Thanks for this Sang, the method will get locked away into my old brain to be used when I need a quick but efective spell work.

Bendithion a Diolch.

G

This is so excellent I could steal your soul and store it in my pantry.

Short of that, I shall make some of these mini-candles, and hopefully I'll be able to resist the urge to throw them at people I don't like. While burning.
*Imagines Nel With a kitty-cat-apult, launching burning ghee bombs at the general unwashed, and fully agrees with the concept*
If still melted, they could very well stick to the face, thus making an effective banishing spell. Or, police-come-hither.
Anyway, I think it's all self-explanatory, but as I need more butter, I may grab some more tomorrow and add more pics.
Greetings,..my question is storage,..in the fridge, or can it be frozen?..Blessings Lea
Ghee lasts for ever in the fridge, the shop bought cans live out of the fridge if un opened but once opened it lives in the fridge. It may crack etc. in the freezer, but only one way to find out, make tice the ammount and freeze half of them.

**Provided records:**
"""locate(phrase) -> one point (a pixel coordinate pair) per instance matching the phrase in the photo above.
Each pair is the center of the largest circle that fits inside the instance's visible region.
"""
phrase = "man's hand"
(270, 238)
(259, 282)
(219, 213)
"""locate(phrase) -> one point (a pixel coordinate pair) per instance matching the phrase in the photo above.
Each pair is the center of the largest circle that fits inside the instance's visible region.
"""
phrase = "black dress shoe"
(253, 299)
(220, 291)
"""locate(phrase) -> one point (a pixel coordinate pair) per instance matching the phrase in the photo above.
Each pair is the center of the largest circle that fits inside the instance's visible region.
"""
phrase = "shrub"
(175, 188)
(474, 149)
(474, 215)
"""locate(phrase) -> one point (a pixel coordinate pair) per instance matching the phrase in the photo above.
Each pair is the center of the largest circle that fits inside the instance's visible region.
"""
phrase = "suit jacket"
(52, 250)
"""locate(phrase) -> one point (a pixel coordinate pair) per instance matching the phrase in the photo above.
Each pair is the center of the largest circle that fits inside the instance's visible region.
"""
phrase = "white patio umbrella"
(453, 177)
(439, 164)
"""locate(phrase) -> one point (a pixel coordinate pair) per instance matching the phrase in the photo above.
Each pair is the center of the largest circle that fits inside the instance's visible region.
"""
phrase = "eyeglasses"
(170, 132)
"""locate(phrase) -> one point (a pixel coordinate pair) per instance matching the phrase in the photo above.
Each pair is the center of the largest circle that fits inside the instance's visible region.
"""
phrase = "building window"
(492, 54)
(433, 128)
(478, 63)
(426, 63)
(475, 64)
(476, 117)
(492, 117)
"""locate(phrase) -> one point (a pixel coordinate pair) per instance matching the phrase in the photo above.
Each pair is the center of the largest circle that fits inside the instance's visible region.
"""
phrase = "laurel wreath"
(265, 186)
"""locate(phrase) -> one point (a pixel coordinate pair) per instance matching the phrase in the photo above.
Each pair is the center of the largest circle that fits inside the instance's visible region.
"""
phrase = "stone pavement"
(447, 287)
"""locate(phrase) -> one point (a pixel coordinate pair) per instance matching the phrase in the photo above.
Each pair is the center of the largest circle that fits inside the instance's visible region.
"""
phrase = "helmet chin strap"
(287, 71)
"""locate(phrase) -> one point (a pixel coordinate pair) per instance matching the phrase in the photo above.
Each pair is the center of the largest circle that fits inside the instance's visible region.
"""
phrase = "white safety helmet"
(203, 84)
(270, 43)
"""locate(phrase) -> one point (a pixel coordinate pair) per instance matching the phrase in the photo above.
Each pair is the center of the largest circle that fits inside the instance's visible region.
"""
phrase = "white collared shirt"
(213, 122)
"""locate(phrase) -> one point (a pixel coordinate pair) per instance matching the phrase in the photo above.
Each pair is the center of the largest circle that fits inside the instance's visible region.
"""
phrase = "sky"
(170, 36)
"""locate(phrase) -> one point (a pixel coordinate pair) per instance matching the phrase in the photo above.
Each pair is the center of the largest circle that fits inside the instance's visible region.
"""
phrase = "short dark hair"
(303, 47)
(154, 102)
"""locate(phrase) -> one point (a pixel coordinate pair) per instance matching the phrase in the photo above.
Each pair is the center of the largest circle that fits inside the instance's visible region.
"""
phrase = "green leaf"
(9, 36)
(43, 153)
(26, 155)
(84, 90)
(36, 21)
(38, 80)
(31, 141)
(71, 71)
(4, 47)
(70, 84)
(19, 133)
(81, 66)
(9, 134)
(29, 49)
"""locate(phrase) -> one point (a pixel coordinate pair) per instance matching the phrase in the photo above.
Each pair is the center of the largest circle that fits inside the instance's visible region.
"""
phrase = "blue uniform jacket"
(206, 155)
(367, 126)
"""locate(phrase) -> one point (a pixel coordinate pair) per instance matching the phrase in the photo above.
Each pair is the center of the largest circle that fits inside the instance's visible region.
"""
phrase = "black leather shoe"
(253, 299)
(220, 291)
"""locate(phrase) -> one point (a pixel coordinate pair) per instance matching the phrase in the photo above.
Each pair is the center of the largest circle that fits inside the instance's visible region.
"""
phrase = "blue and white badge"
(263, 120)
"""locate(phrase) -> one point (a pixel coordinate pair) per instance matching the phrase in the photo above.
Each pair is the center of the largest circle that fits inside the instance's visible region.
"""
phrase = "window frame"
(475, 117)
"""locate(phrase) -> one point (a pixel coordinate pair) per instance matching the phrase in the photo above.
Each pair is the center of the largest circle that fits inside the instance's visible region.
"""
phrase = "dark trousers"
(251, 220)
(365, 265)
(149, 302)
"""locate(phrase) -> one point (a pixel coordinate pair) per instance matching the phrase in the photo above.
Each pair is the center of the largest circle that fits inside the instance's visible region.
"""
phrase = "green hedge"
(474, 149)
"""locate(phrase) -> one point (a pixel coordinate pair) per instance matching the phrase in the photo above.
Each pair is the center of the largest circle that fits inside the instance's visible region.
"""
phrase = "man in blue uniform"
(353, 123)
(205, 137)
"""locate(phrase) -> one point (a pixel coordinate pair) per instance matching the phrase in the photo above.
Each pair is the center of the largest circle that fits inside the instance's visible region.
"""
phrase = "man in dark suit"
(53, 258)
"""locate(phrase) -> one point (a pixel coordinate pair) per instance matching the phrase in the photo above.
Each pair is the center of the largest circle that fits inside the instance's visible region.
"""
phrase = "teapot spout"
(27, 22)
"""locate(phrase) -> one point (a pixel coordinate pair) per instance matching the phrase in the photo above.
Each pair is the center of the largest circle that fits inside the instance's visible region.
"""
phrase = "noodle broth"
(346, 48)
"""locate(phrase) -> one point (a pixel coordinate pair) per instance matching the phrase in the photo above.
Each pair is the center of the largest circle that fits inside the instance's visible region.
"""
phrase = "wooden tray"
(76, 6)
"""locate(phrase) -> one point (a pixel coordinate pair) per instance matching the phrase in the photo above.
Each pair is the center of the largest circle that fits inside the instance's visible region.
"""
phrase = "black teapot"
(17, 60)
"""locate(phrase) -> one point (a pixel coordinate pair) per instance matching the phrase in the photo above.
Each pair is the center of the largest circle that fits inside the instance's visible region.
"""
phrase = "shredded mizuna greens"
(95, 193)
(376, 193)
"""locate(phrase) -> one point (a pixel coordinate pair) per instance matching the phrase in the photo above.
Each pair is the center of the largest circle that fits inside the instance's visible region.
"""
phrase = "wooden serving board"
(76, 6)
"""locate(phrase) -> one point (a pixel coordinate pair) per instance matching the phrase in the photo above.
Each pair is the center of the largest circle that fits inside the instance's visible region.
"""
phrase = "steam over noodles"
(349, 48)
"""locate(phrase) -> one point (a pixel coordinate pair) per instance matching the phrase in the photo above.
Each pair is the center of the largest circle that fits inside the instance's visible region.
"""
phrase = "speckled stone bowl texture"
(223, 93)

**Set of tasks:**
**A.** Answer these questions about the ghee candle thread:
(i) What urge does the writer planning to make mini-candles hope to resist?
(ii) Because more butter is needed, what might the writer add after getting more tomorrow?
(iii) Where can shop-bought cans of ghee be kept while they are still unopened?
**B.** Carry on the ghee candle thread from the last reply shown.

**The answers:**
**A.**
(i) The urge to throw them, while burning, at people the writer doesn't like.
(ii) More pictures.
(iii) Out of the fridge.

**B.**
I store mine in the freezer, in a closed tupperware container.  Those in the photo are my present stock that I had just removed for the photos.  It's important that if stored in any type of refridgeration that the container is tightly sealed to prevent moisture condensation upon the ghee, which would affect your burning of it.

 

Otherwise, I've stored them on a plate in my cupboard for just over two months, using them as needed.  There was no degradation in the ghee whatsoever, so if you intend to use them within a few months, it's not even necessary to keep them cooled.  I will add that they shouldn't be kept in any place that's over 80*F, just because the ghee may melt off the cotton.

Alternatively, one could boil whole herbs in ghee, if one does not have the essential oil, and filter it out before making the candle or using cotton balls.

The more I muse about all of this, I find it remarkable how it can still be used in a 100% traditional Hindu application while in a format similar to hoodoo. Use of planetary influence is pretty common in Sanatana Dharma, and I could see the potential of chanting the respective planetary mantra and Atharva Veda passages over the ghee as the candle forms. To those unaware, the Atharva Veda is an approximately 3200 year old book of chants and charms, making it the world's oldest continually used "spellbook", for lack of better words. Then, I could burn it over a planetary yantra.